§ **Document section**
▽

The game itself proved to be low-scoring, to say the least. The fact that the backboard had not yet been invented made the distance to the basket difficult to judge, and meant that shots had to be extremely accurate to make it into the basket. Players were also prohibited from using two hands to shoot the ball, further hampering their accuracy. And the three forward players for each team were definitely not extremely accurate. Nevertheless, the crowd was very enthusiastic, and both the Cal players and the Stanford players, attired in blue and red, respectively, fought hard. According to the Chronicle‘s Mabel Craft, the crowd jammed the gallery at the Armory and “roared until the glass doors in the gun cases shivered at the noise.”
Craft described the game as “snappy,” with, “many calls for time and some disputes.” Craft continued, “Enthusiastic captains claimed fouls, and some were allowed. Sometimes with a slump and a slide, three girls would dive for the ball, and end in an inextricable heap of red, white, and blue. In less time than it takes to read it, they were all planted firmly on their two feet, flushed, perspiring, intensely in earnest, and oblivious of everything except that ball.”
Craft was enthusiastic about the athletic ability shown by the players, and thought that the game demonstrated that women were not the frail creatures, prone to hysteria, so often portrayed by the medical profession and society as a whole. “Basket-ball wasn’t invented for girls,” she wrote, “and there isn’t anything effeminate about it. It was made for men to play indoors and it is a game that would send the physician who thinks the feminine organization ‘so delicate,’ into the hysterics he tries so hard to perpetuate.”

△

§ **Work to complete**
**1)** In the basketball game passage, what color did the Stanford players wear?
**2)** Write a continuation of the basketball game passage, starting after its last sentence.
The data that come after this text are not needed.

§ **Records supplied**
▽

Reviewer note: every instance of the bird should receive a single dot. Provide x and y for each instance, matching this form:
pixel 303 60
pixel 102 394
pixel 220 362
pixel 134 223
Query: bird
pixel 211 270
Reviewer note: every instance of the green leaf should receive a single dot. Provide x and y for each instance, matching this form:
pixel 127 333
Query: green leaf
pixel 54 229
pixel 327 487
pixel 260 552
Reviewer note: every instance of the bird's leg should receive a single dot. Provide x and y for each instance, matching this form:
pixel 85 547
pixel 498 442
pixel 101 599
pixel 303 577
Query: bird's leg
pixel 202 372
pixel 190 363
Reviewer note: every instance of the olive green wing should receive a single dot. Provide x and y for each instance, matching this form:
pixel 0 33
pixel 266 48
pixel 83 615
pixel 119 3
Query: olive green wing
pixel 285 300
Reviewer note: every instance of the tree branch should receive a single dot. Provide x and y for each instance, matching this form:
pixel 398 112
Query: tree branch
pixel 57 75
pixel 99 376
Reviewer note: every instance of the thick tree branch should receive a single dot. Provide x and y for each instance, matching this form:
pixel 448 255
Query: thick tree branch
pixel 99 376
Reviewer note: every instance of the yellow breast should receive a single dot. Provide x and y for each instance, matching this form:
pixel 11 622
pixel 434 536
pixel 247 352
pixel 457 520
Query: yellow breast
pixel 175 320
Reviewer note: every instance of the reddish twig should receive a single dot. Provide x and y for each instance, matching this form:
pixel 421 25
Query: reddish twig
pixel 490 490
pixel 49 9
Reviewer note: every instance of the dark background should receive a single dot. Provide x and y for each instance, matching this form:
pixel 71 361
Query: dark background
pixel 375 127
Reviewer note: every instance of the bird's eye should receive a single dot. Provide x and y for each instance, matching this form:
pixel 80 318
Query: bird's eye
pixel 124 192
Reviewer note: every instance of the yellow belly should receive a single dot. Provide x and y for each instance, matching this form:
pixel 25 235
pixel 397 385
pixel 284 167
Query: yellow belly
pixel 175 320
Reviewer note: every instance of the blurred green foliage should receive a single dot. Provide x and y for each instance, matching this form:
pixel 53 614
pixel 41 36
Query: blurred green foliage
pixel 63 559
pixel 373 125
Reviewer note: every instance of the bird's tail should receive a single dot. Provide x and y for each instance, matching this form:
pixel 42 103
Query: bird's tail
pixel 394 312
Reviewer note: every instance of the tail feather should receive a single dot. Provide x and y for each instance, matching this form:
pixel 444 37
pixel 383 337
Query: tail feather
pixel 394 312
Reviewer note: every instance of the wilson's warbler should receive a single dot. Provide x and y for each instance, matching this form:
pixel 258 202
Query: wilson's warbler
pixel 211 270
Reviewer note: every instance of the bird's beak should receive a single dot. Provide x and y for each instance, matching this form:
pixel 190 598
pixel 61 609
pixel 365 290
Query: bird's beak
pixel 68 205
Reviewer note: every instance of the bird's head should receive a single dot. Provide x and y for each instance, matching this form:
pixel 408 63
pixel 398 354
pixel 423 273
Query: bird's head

△
▽

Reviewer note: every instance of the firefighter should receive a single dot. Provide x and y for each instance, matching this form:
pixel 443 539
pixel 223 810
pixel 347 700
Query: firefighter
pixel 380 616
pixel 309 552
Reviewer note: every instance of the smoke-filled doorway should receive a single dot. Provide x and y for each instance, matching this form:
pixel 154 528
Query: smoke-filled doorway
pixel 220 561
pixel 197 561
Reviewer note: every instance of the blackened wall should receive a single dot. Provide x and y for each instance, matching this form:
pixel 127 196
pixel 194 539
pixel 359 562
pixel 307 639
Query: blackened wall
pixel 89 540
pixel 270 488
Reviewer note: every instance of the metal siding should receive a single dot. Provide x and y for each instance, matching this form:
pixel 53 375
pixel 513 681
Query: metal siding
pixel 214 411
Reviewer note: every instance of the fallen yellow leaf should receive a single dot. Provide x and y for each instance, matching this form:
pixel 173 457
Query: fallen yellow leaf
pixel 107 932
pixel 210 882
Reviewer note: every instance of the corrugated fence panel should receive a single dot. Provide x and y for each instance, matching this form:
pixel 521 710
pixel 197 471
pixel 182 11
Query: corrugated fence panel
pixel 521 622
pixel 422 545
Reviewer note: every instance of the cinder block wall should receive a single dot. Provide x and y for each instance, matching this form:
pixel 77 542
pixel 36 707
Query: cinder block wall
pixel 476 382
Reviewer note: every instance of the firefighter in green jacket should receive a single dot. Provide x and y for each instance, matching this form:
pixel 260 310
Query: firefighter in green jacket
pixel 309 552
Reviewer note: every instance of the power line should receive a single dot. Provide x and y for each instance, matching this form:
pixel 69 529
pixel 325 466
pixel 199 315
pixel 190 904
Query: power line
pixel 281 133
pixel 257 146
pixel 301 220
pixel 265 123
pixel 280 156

△
▽

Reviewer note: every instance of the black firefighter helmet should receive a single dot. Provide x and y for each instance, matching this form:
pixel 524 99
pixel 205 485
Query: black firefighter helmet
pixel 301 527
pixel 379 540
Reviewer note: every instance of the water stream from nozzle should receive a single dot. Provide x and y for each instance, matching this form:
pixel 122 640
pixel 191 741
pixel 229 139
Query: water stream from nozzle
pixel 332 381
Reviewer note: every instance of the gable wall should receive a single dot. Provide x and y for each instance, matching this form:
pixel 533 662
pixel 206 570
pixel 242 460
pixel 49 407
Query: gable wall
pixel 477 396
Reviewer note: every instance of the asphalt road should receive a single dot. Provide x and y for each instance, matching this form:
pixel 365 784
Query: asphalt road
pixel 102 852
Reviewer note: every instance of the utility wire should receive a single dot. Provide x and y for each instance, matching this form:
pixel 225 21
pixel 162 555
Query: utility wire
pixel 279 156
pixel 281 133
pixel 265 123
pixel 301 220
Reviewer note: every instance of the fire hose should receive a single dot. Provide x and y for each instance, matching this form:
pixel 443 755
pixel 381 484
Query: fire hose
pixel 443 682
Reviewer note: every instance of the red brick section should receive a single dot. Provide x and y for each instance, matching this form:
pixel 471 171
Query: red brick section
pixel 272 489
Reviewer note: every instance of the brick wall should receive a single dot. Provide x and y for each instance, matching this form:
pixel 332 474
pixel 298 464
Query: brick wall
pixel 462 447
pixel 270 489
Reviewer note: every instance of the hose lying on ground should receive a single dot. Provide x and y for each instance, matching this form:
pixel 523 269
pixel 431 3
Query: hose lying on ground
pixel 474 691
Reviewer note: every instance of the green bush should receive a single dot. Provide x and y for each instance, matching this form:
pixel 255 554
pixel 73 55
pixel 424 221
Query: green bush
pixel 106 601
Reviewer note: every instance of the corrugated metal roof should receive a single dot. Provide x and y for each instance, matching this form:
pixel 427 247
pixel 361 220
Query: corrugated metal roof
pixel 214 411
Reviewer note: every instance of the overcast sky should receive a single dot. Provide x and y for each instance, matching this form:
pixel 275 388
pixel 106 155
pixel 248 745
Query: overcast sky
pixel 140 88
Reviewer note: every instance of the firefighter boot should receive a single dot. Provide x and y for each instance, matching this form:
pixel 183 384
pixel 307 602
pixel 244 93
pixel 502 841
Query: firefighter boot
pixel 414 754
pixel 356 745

△

§ **Activity answers**
**1)** Red.

**2)**
Baskets counted as one point. Stanford drew first blood when Miss Mattie Clark scored 10 minutes into the game. Five minutes later, Miss Katherine Jones of Cal tied the game with a basket of her own. The game remained a 1-1 tie at the half, when the players rested on the floor of the Armory, snacking on orange slices. The second half was scoreless until, at the very end of the game, Miss Frances Tucker of Stanford made a free throw for the win. Final score: Stanford 2, California 1. Despite the loss by her alma mater, Mabel Craft wrote that the game had been a great success for women’s athletics. According to the Chronicle, the game was, “the first great struggle in feminine athletics.”
The Stanford team was greeted at the Palo Alto train station by a large and enthusiastic crowd. Each of the women on the Stanford team was awarded a varsity letter – something that would not happen again until after the passage of Title IX in the 1970s made it mandatory for colleges to provide women with the opportunity to play varsity sports. Jane Stanford, the University’s co-founder and sole Trustee, sent the team a note of appreciation for their efforts.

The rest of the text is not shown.